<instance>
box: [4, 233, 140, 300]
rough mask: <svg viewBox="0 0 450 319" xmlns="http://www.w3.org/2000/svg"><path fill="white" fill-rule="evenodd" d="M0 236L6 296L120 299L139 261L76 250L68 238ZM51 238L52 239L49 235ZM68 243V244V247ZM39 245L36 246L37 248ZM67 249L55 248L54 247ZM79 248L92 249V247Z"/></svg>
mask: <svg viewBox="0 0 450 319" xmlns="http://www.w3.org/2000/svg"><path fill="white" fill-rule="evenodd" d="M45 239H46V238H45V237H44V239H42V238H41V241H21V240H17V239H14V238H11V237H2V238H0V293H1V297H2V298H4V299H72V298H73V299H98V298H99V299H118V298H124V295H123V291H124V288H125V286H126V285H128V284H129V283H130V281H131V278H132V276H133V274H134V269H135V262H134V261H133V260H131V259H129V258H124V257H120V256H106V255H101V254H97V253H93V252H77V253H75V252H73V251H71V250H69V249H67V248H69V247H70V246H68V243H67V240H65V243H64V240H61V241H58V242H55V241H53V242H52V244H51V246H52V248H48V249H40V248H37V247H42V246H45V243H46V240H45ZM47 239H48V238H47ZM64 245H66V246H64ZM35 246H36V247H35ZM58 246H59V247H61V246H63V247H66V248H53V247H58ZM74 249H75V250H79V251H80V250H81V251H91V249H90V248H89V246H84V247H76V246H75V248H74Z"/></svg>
━━━━
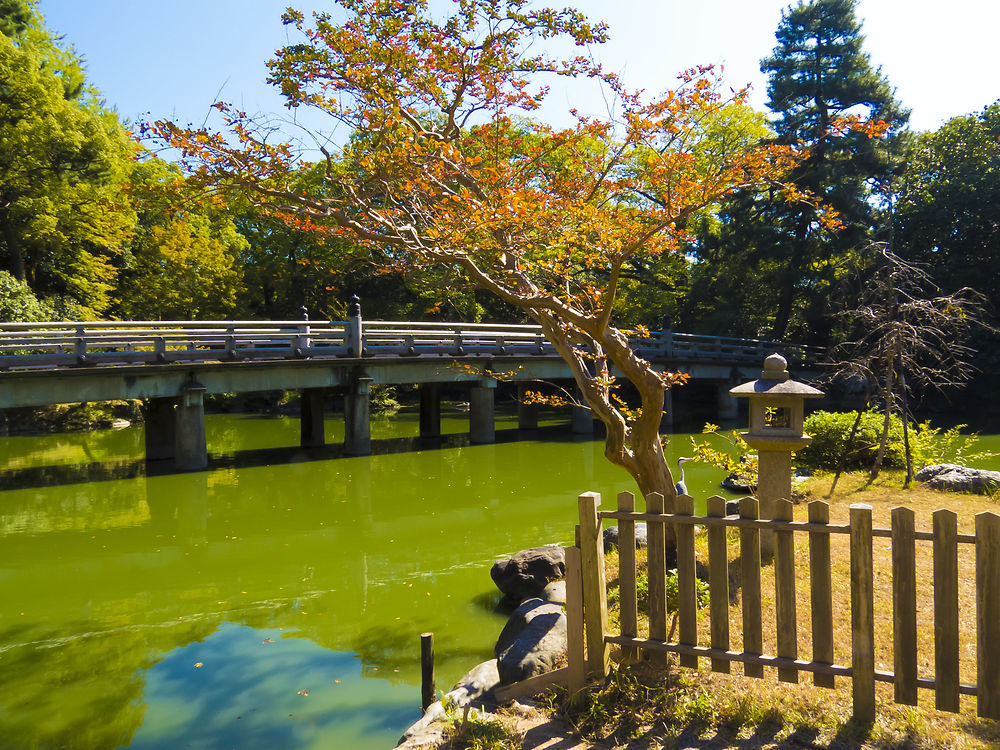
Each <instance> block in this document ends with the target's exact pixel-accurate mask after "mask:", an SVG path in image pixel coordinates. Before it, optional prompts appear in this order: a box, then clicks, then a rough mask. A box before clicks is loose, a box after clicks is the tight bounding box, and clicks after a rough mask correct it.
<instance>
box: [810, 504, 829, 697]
━━━━
▸ **Prompt**
Please swap "optional prompts" for "optional hints" in the lines starting with the line that contains "Each <instance> block" and going on through the line that contains "box: [810, 504, 829, 697]", and give those lines again with nothing else changed.

▸ **Result of this task**
Each <instance> block in this document ends with the target's exact pixel-accurate mask after "mask:", an SVG path in image pixel coordinates. Before it, optional hints appear in this order: a box, then clicks, then a rough mask. A box before clicks is loose, a box after clicks is the tight bounding box, and clicks after a rough mask correct it.
<instance>
box: [810, 504, 829, 697]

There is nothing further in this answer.